> **Page text**
And I think here, the self-storage capability that we're acquiring here in the U.S. is highly differentiated, and could be a really interesting growth lever for us to pull on. I think the optionality that we have created for ourselves to grow into emerging markets as we see global supply chains shift in Vietnam and Brazil could be, you know, further opportunities for growth that we haven't underwritten. And then lastly, as we've talked about with all of you before, we do know that scale matters in delivering continued growth and financial performance for both our LPs and our shareholders. And as we fill out our capability and product set in each of these markets, we do see that there will be synergies on new product development, new product launches, new distribution, information advantages, et cetera.

With regard to wealth, obviously, we are making huge strides building out our product set in the wealth channel. We've had significant success with our two non-traded REITs, AREIT and AIREIT. I think that we've had differentiated performance there, seeing net inflows where some of our peers have seen net outflows. We continue to build product there, to leverage our infrastructure capability. So it would follow that as this platform gets integrated, there should be opportunities to lean into that team to develop product to either expand our core, core plus real estate capability in Europe or to leverage the data center business.

William Katz
Analyst, TD Cowen

Thank you, Michael.

Michael Arougheti
CEO, Ares Management Corporation

Yep.

Operator

Thank you. Our next question will come from Steven Chubak with Wolfe Research. Please go ahead.

Steven Chubak
Analyst, Wolfe Research

Hi, good morning, and congrats on the deal.

Michael Arougheti
CEO, Ares Management Corporation

Thank you.

Steven Chubak
Analyst, Wolfe Research

So I wanted to start with maybe a bit of a multifaceted question just on the LP overlap. You note in the deck that Ares is currently managing $33 billion from GCP International's top 20 investors, and while about half of these LPs are not currently invested, I recognize, with Ares Real Estate, it's still a fair amount of LP overlap. So just want to better understand the opportunities to further deepen and monetize these LP relationships, and at the same time, how you're handicapping the risk of cannibalization with your legacy real estate business.

> **Objective**
Please reproduce the call transcript passage starting with "With regard to" and going on through "data center business.", word for word.

> **Entries provided**
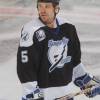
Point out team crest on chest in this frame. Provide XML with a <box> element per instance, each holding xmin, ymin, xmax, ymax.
<box><xmin>21</xmin><ymin>32</ymin><xmax>29</xmax><ymax>42</ymax></box>
<box><xmin>36</xmin><ymin>30</ymin><xmax>46</xmax><ymax>42</ymax></box>
<box><xmin>48</xmin><ymin>37</ymin><xmax>71</xmax><ymax>73</ymax></box>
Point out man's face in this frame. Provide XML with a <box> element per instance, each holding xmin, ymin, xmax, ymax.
<box><xmin>38</xmin><ymin>2</ymin><xmax>55</xmax><ymax>24</ymax></box>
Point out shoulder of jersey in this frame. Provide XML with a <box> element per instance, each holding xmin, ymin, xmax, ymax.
<box><xmin>20</xmin><ymin>18</ymin><xmax>45</xmax><ymax>47</ymax></box>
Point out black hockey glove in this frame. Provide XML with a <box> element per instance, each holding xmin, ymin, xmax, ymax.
<box><xmin>74</xmin><ymin>74</ymin><xmax>100</xmax><ymax>97</ymax></box>
<box><xmin>22</xmin><ymin>88</ymin><xmax>44</xmax><ymax>100</ymax></box>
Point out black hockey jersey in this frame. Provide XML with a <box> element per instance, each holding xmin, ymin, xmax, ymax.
<box><xmin>17</xmin><ymin>19</ymin><xmax>81</xmax><ymax>88</ymax></box>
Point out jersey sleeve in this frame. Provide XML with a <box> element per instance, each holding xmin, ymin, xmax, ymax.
<box><xmin>71</xmin><ymin>26</ymin><xmax>81</xmax><ymax>66</ymax></box>
<box><xmin>17</xmin><ymin>28</ymin><xmax>39</xmax><ymax>83</ymax></box>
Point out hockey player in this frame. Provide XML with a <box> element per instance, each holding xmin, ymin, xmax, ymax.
<box><xmin>17</xmin><ymin>0</ymin><xmax>100</xmax><ymax>100</ymax></box>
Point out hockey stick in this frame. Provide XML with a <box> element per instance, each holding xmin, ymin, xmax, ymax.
<box><xmin>49</xmin><ymin>45</ymin><xmax>66</xmax><ymax>72</ymax></box>
<box><xmin>55</xmin><ymin>85</ymin><xmax>94</xmax><ymax>100</ymax></box>
<box><xmin>55</xmin><ymin>76</ymin><xmax>100</xmax><ymax>100</ymax></box>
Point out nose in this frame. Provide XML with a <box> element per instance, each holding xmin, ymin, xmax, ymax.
<box><xmin>40</xmin><ymin>7</ymin><xmax>46</xmax><ymax>14</ymax></box>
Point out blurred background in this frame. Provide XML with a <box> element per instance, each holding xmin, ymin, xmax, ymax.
<box><xmin>0</xmin><ymin>0</ymin><xmax>100</xmax><ymax>100</ymax></box>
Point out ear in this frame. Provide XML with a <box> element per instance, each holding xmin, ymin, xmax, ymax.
<box><xmin>55</xmin><ymin>6</ymin><xmax>60</xmax><ymax>14</ymax></box>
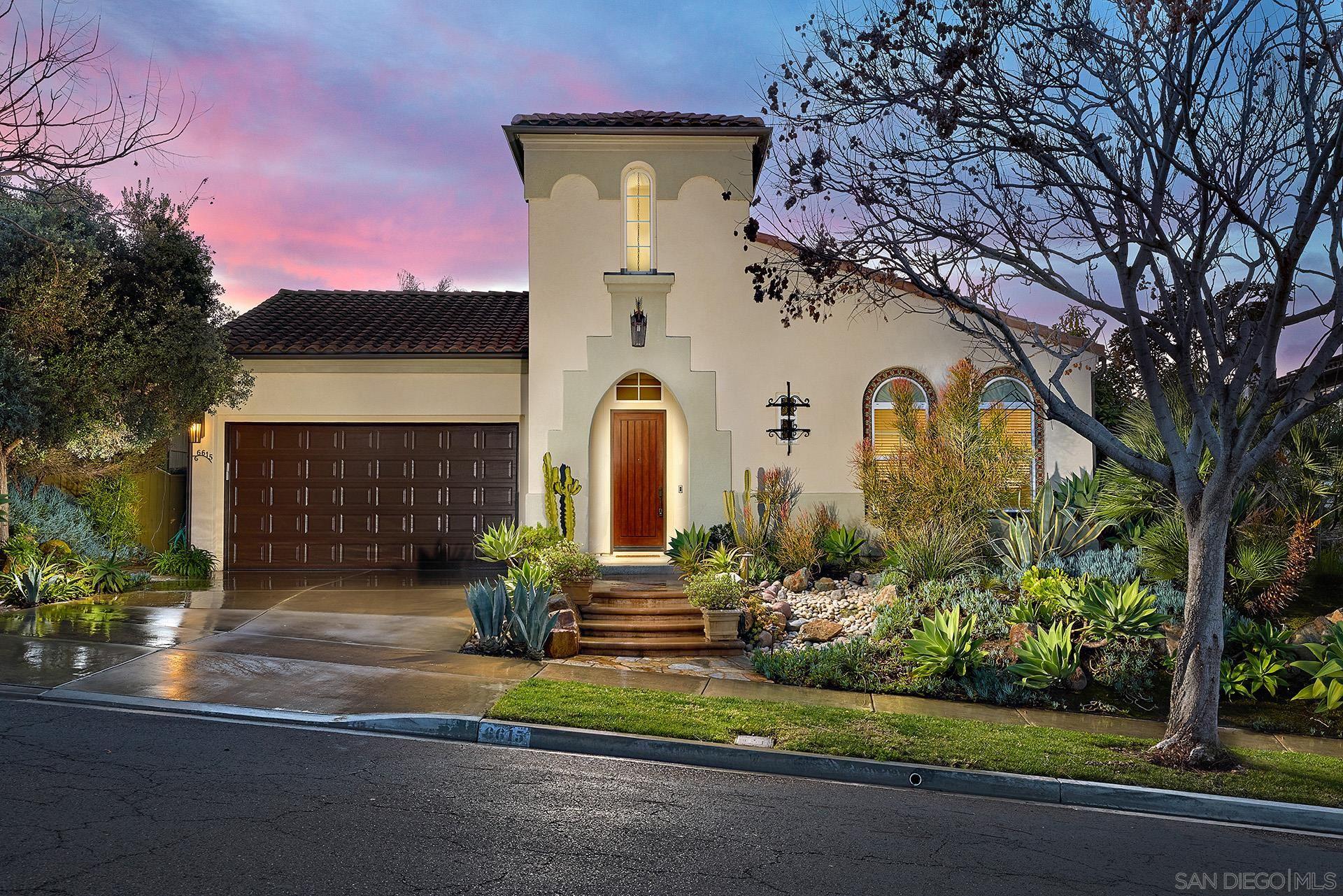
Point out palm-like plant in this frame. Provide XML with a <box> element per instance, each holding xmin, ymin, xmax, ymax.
<box><xmin>902</xmin><ymin>606</ymin><xmax>983</xmax><ymax>678</ymax></box>
<box><xmin>1007</xmin><ymin>620</ymin><xmax>1079</xmax><ymax>690</ymax></box>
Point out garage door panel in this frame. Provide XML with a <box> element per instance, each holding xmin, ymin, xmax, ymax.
<box><xmin>226</xmin><ymin>423</ymin><xmax>518</xmax><ymax>568</ymax></box>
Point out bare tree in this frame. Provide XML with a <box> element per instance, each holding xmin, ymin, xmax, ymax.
<box><xmin>747</xmin><ymin>0</ymin><xmax>1343</xmax><ymax>763</ymax></box>
<box><xmin>0</xmin><ymin>0</ymin><xmax>194</xmax><ymax>208</ymax></box>
<box><xmin>396</xmin><ymin>267</ymin><xmax>453</xmax><ymax>293</ymax></box>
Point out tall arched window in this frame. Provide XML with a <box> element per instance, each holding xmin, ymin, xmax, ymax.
<box><xmin>979</xmin><ymin>376</ymin><xmax>1035</xmax><ymax>506</ymax></box>
<box><xmin>869</xmin><ymin>376</ymin><xmax>928</xmax><ymax>460</ymax></box>
<box><xmin>625</xmin><ymin>168</ymin><xmax>653</xmax><ymax>271</ymax></box>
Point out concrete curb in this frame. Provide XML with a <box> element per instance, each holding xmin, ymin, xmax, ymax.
<box><xmin>464</xmin><ymin>718</ymin><xmax>1343</xmax><ymax>834</ymax></box>
<box><xmin>23</xmin><ymin>689</ymin><xmax>1343</xmax><ymax>834</ymax></box>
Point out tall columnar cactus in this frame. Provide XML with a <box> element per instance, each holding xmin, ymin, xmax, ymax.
<box><xmin>541</xmin><ymin>451</ymin><xmax>560</xmax><ymax>529</ymax></box>
<box><xmin>555</xmin><ymin>464</ymin><xmax>583</xmax><ymax>541</ymax></box>
<box><xmin>723</xmin><ymin>470</ymin><xmax>774</xmax><ymax>552</ymax></box>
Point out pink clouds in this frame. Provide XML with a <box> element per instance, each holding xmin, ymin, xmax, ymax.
<box><xmin>73</xmin><ymin>0</ymin><xmax>791</xmax><ymax>309</ymax></box>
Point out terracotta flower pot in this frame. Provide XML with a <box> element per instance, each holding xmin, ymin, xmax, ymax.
<box><xmin>699</xmin><ymin>610</ymin><xmax>741</xmax><ymax>641</ymax></box>
<box><xmin>560</xmin><ymin>579</ymin><xmax>592</xmax><ymax>607</ymax></box>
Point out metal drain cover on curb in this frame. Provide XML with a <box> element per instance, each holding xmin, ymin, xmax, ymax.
<box><xmin>733</xmin><ymin>735</ymin><xmax>774</xmax><ymax>747</ymax></box>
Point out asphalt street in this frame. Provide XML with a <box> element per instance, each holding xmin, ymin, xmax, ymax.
<box><xmin>0</xmin><ymin>699</ymin><xmax>1343</xmax><ymax>896</ymax></box>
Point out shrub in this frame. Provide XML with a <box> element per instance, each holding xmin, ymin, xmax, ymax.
<box><xmin>1088</xmin><ymin>638</ymin><xmax>1166</xmax><ymax>700</ymax></box>
<box><xmin>685</xmin><ymin>572</ymin><xmax>747</xmax><ymax>610</ymax></box>
<box><xmin>1292</xmin><ymin>623</ymin><xmax>1343</xmax><ymax>712</ymax></box>
<box><xmin>79</xmin><ymin>557</ymin><xmax>130</xmax><ymax>594</ymax></box>
<box><xmin>517</xmin><ymin>522</ymin><xmax>568</xmax><ymax>559</ymax></box>
<box><xmin>9</xmin><ymin>480</ymin><xmax>111</xmax><ymax>557</ymax></box>
<box><xmin>886</xmin><ymin>524</ymin><xmax>982</xmax><ymax>583</ymax></box>
<box><xmin>79</xmin><ymin>473</ymin><xmax>140</xmax><ymax>557</ymax></box>
<box><xmin>990</xmin><ymin>483</ymin><xmax>1109</xmax><ymax>571</ymax></box>
<box><xmin>774</xmin><ymin>508</ymin><xmax>825</xmax><ymax>572</ymax></box>
<box><xmin>1007</xmin><ymin>622</ymin><xmax>1079</xmax><ymax>690</ymax></box>
<box><xmin>149</xmin><ymin>531</ymin><xmax>216</xmax><ymax>581</ymax></box>
<box><xmin>537</xmin><ymin>539</ymin><xmax>602</xmax><ymax>585</ymax></box>
<box><xmin>751</xmin><ymin>638</ymin><xmax>895</xmax><ymax>690</ymax></box>
<box><xmin>904</xmin><ymin>607</ymin><xmax>982</xmax><ymax>678</ymax></box>
<box><xmin>851</xmin><ymin>360</ymin><xmax>1030</xmax><ymax>556</ymax></box>
<box><xmin>1222</xmin><ymin>650</ymin><xmax>1286</xmax><ymax>700</ymax></box>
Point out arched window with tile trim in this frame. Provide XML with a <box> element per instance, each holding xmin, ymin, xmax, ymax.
<box><xmin>625</xmin><ymin>166</ymin><xmax>653</xmax><ymax>271</ymax></box>
<box><xmin>862</xmin><ymin>367</ymin><xmax>933</xmax><ymax>461</ymax></box>
<box><xmin>979</xmin><ymin>375</ymin><xmax>1039</xmax><ymax>506</ymax></box>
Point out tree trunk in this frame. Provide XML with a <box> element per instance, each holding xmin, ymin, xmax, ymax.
<box><xmin>1153</xmin><ymin>494</ymin><xmax>1235</xmax><ymax>766</ymax></box>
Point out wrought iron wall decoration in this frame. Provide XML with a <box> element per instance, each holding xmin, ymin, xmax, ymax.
<box><xmin>765</xmin><ymin>381</ymin><xmax>811</xmax><ymax>457</ymax></box>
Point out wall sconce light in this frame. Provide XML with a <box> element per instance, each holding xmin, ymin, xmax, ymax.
<box><xmin>765</xmin><ymin>381</ymin><xmax>811</xmax><ymax>457</ymax></box>
<box><xmin>630</xmin><ymin>298</ymin><xmax>648</xmax><ymax>348</ymax></box>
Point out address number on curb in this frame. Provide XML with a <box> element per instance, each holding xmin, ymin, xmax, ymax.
<box><xmin>476</xmin><ymin>721</ymin><xmax>532</xmax><ymax>747</ymax></box>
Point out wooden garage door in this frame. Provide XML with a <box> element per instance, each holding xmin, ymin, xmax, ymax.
<box><xmin>226</xmin><ymin>423</ymin><xmax>517</xmax><ymax>569</ymax></box>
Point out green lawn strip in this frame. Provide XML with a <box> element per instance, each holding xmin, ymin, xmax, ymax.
<box><xmin>489</xmin><ymin>678</ymin><xmax>1343</xmax><ymax>806</ymax></box>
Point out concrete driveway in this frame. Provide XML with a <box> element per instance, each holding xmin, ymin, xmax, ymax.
<box><xmin>0</xmin><ymin>572</ymin><xmax>540</xmax><ymax>715</ymax></box>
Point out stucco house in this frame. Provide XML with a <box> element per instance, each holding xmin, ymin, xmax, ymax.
<box><xmin>190</xmin><ymin>111</ymin><xmax>1092</xmax><ymax>569</ymax></box>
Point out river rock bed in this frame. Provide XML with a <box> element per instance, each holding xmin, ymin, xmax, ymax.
<box><xmin>759</xmin><ymin>579</ymin><xmax>877</xmax><ymax>650</ymax></box>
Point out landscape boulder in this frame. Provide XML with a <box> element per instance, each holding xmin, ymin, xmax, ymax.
<box><xmin>797</xmin><ymin>619</ymin><xmax>844</xmax><ymax>643</ymax></box>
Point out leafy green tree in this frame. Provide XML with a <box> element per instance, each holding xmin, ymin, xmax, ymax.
<box><xmin>0</xmin><ymin>183</ymin><xmax>251</xmax><ymax>541</ymax></box>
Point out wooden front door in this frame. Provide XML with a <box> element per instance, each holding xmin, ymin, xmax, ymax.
<box><xmin>611</xmin><ymin>411</ymin><xmax>667</xmax><ymax>550</ymax></box>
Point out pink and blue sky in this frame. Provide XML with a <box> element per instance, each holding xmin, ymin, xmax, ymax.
<box><xmin>81</xmin><ymin>0</ymin><xmax>810</xmax><ymax>311</ymax></box>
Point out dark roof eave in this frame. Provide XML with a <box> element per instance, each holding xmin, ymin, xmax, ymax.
<box><xmin>504</xmin><ymin>125</ymin><xmax>774</xmax><ymax>185</ymax></box>
<box><xmin>232</xmin><ymin>350</ymin><xmax>528</xmax><ymax>362</ymax></box>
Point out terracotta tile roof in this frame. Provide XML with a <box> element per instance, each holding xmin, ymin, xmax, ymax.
<box><xmin>228</xmin><ymin>289</ymin><xmax>528</xmax><ymax>357</ymax></box>
<box><xmin>511</xmin><ymin>109</ymin><xmax>764</xmax><ymax>127</ymax></box>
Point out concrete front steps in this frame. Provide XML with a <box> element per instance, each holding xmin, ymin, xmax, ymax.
<box><xmin>579</xmin><ymin>581</ymin><xmax>746</xmax><ymax>657</ymax></box>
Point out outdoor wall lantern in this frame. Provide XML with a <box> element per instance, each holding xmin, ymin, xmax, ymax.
<box><xmin>630</xmin><ymin>298</ymin><xmax>648</xmax><ymax>348</ymax></box>
<box><xmin>765</xmin><ymin>381</ymin><xmax>811</xmax><ymax>457</ymax></box>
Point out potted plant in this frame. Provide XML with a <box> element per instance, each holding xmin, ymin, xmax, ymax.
<box><xmin>537</xmin><ymin>539</ymin><xmax>602</xmax><ymax>607</ymax></box>
<box><xmin>685</xmin><ymin>572</ymin><xmax>747</xmax><ymax>641</ymax></box>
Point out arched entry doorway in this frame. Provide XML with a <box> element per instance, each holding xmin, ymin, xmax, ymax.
<box><xmin>588</xmin><ymin>371</ymin><xmax>689</xmax><ymax>553</ymax></box>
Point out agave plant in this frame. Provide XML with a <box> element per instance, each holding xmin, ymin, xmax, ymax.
<box><xmin>79</xmin><ymin>557</ymin><xmax>130</xmax><ymax>594</ymax></box>
<box><xmin>902</xmin><ymin>606</ymin><xmax>983</xmax><ymax>677</ymax></box>
<box><xmin>476</xmin><ymin>520</ymin><xmax>523</xmax><ymax>563</ymax></box>
<box><xmin>466</xmin><ymin>579</ymin><xmax>508</xmax><ymax>654</ymax></box>
<box><xmin>508</xmin><ymin>582</ymin><xmax>559</xmax><ymax>660</ymax></box>
<box><xmin>1065</xmin><ymin>579</ymin><xmax>1168</xmax><ymax>638</ymax></box>
<box><xmin>1007</xmin><ymin>620</ymin><xmax>1079</xmax><ymax>690</ymax></box>
<box><xmin>504</xmin><ymin>560</ymin><xmax>552</xmax><ymax>594</ymax></box>
<box><xmin>1292</xmin><ymin>623</ymin><xmax>1343</xmax><ymax>712</ymax></box>
<box><xmin>1222</xmin><ymin>650</ymin><xmax>1286</xmax><ymax>697</ymax></box>
<box><xmin>667</xmin><ymin>524</ymin><xmax>712</xmax><ymax>566</ymax></box>
<box><xmin>699</xmin><ymin>544</ymin><xmax>741</xmax><ymax>574</ymax></box>
<box><xmin>990</xmin><ymin>488</ymin><xmax>1109</xmax><ymax>572</ymax></box>
<box><xmin>8</xmin><ymin>562</ymin><xmax>57</xmax><ymax>607</ymax></box>
<box><xmin>820</xmin><ymin>525</ymin><xmax>867</xmax><ymax>567</ymax></box>
<box><xmin>1226</xmin><ymin>619</ymin><xmax>1292</xmax><ymax>653</ymax></box>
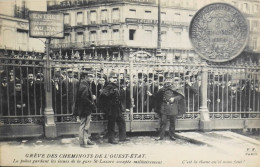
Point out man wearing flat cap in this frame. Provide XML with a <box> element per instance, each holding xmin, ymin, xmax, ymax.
<box><xmin>155</xmin><ymin>75</ymin><xmax>185</xmax><ymax>140</ymax></box>
<box><xmin>62</xmin><ymin>69</ymin><xmax>79</xmax><ymax>114</ymax></box>
<box><xmin>99</xmin><ymin>71</ymin><xmax>129</xmax><ymax>144</ymax></box>
<box><xmin>74</xmin><ymin>71</ymin><xmax>96</xmax><ymax>147</ymax></box>
<box><xmin>52</xmin><ymin>68</ymin><xmax>62</xmax><ymax>117</ymax></box>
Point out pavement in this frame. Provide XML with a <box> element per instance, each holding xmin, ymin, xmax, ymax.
<box><xmin>0</xmin><ymin>131</ymin><xmax>260</xmax><ymax>167</ymax></box>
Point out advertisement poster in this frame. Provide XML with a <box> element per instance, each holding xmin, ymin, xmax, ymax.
<box><xmin>0</xmin><ymin>0</ymin><xmax>260</xmax><ymax>167</ymax></box>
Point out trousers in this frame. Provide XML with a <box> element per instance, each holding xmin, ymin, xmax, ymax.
<box><xmin>159</xmin><ymin>114</ymin><xmax>176</xmax><ymax>138</ymax></box>
<box><xmin>79</xmin><ymin>115</ymin><xmax>91</xmax><ymax>145</ymax></box>
<box><xmin>107</xmin><ymin>115</ymin><xmax>126</xmax><ymax>141</ymax></box>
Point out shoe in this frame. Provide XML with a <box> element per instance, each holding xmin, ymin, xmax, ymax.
<box><xmin>108</xmin><ymin>140</ymin><xmax>118</xmax><ymax>144</ymax></box>
<box><xmin>154</xmin><ymin>137</ymin><xmax>163</xmax><ymax>141</ymax></box>
<box><xmin>79</xmin><ymin>144</ymin><xmax>89</xmax><ymax>148</ymax></box>
<box><xmin>88</xmin><ymin>140</ymin><xmax>95</xmax><ymax>145</ymax></box>
<box><xmin>119</xmin><ymin>138</ymin><xmax>130</xmax><ymax>142</ymax></box>
<box><xmin>170</xmin><ymin>136</ymin><xmax>176</xmax><ymax>141</ymax></box>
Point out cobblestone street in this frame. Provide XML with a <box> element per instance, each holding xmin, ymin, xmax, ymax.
<box><xmin>1</xmin><ymin>131</ymin><xmax>260</xmax><ymax>167</ymax></box>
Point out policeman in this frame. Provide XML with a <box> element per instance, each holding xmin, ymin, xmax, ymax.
<box><xmin>99</xmin><ymin>71</ymin><xmax>129</xmax><ymax>144</ymax></box>
<box><xmin>155</xmin><ymin>75</ymin><xmax>185</xmax><ymax>140</ymax></box>
<box><xmin>73</xmin><ymin>71</ymin><xmax>96</xmax><ymax>147</ymax></box>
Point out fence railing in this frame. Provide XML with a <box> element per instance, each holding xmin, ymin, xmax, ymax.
<box><xmin>0</xmin><ymin>52</ymin><xmax>260</xmax><ymax>127</ymax></box>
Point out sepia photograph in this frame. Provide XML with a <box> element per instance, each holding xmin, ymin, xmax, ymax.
<box><xmin>0</xmin><ymin>0</ymin><xmax>260</xmax><ymax>167</ymax></box>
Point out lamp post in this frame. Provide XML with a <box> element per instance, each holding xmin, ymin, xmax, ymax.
<box><xmin>44</xmin><ymin>38</ymin><xmax>57</xmax><ymax>138</ymax></box>
<box><xmin>156</xmin><ymin>0</ymin><xmax>162</xmax><ymax>56</ymax></box>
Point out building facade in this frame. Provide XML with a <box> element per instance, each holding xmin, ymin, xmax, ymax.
<box><xmin>0</xmin><ymin>0</ymin><xmax>47</xmax><ymax>52</ymax></box>
<box><xmin>48</xmin><ymin>0</ymin><xmax>260</xmax><ymax>61</ymax></box>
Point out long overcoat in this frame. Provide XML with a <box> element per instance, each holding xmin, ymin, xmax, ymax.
<box><xmin>155</xmin><ymin>86</ymin><xmax>186</xmax><ymax>115</ymax></box>
<box><xmin>74</xmin><ymin>80</ymin><xmax>96</xmax><ymax>117</ymax></box>
<box><xmin>98</xmin><ymin>83</ymin><xmax>124</xmax><ymax>117</ymax></box>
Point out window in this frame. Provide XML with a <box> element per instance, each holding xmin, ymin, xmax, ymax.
<box><xmin>253</xmin><ymin>5</ymin><xmax>259</xmax><ymax>13</ymax></box>
<box><xmin>112</xmin><ymin>8</ymin><xmax>119</xmax><ymax>23</ymax></box>
<box><xmin>64</xmin><ymin>13</ymin><xmax>70</xmax><ymax>24</ymax></box>
<box><xmin>77</xmin><ymin>12</ymin><xmax>83</xmax><ymax>24</ymax></box>
<box><xmin>174</xmin><ymin>32</ymin><xmax>181</xmax><ymax>37</ymax></box>
<box><xmin>129</xmin><ymin>30</ymin><xmax>136</xmax><ymax>40</ymax></box>
<box><xmin>144</xmin><ymin>10</ymin><xmax>152</xmax><ymax>19</ymax></box>
<box><xmin>253</xmin><ymin>38</ymin><xmax>257</xmax><ymax>50</ymax></box>
<box><xmin>77</xmin><ymin>32</ymin><xmax>83</xmax><ymax>42</ymax></box>
<box><xmin>232</xmin><ymin>1</ymin><xmax>237</xmax><ymax>6</ymax></box>
<box><xmin>90</xmin><ymin>31</ymin><xmax>97</xmax><ymax>42</ymax></box>
<box><xmin>101</xmin><ymin>30</ymin><xmax>108</xmax><ymax>41</ymax></box>
<box><xmin>129</xmin><ymin>9</ymin><xmax>136</xmax><ymax>18</ymax></box>
<box><xmin>242</xmin><ymin>3</ymin><xmax>248</xmax><ymax>12</ymax></box>
<box><xmin>64</xmin><ymin>33</ymin><xmax>70</xmax><ymax>43</ymax></box>
<box><xmin>90</xmin><ymin>11</ymin><xmax>97</xmax><ymax>24</ymax></box>
<box><xmin>101</xmin><ymin>9</ymin><xmax>108</xmax><ymax>24</ymax></box>
<box><xmin>17</xmin><ymin>29</ymin><xmax>28</xmax><ymax>44</ymax></box>
<box><xmin>252</xmin><ymin>20</ymin><xmax>258</xmax><ymax>28</ymax></box>
<box><xmin>113</xmin><ymin>29</ymin><xmax>119</xmax><ymax>40</ymax></box>
<box><xmin>161</xmin><ymin>31</ymin><xmax>167</xmax><ymax>42</ymax></box>
<box><xmin>161</xmin><ymin>12</ymin><xmax>166</xmax><ymax>20</ymax></box>
<box><xmin>144</xmin><ymin>30</ymin><xmax>152</xmax><ymax>44</ymax></box>
<box><xmin>174</xmin><ymin>13</ymin><xmax>181</xmax><ymax>22</ymax></box>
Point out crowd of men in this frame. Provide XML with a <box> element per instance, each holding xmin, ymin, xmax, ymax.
<box><xmin>0</xmin><ymin>68</ymin><xmax>260</xmax><ymax>117</ymax></box>
<box><xmin>0</xmin><ymin>69</ymin><xmax>45</xmax><ymax>116</ymax></box>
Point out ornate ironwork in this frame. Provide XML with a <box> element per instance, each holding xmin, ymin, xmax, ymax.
<box><xmin>189</xmin><ymin>3</ymin><xmax>249</xmax><ymax>62</ymax></box>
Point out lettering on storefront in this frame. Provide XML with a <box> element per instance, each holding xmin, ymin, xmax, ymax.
<box><xmin>29</xmin><ymin>12</ymin><xmax>64</xmax><ymax>38</ymax></box>
<box><xmin>125</xmin><ymin>18</ymin><xmax>188</xmax><ymax>26</ymax></box>
<box><xmin>48</xmin><ymin>0</ymin><xmax>156</xmax><ymax>9</ymax></box>
<box><xmin>189</xmin><ymin>3</ymin><xmax>248</xmax><ymax>62</ymax></box>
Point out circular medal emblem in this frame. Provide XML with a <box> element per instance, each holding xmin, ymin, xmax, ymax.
<box><xmin>189</xmin><ymin>3</ymin><xmax>248</xmax><ymax>62</ymax></box>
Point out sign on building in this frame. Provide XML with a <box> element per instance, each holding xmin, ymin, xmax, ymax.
<box><xmin>29</xmin><ymin>11</ymin><xmax>64</xmax><ymax>38</ymax></box>
<box><xmin>189</xmin><ymin>3</ymin><xmax>249</xmax><ymax>62</ymax></box>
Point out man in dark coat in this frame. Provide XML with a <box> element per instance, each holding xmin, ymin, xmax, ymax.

> **Right answer**
With regard to wealth, obviously, we are making huge strides building out our product set in the wealth channel. We've had significant success with our two non-traded REITs, AREIT and AIREIT. I think that we've had differentiated performance there, seeing net inflows where some of our peers have seen net outflows. We continue to build product there, to leverage our infrastructure capability. So it would follow that as this platform gets integrated, there should be opportunities to lean into that team to develop product to either expand our core, core plus real estate capability in Europe or to leverage the data center business.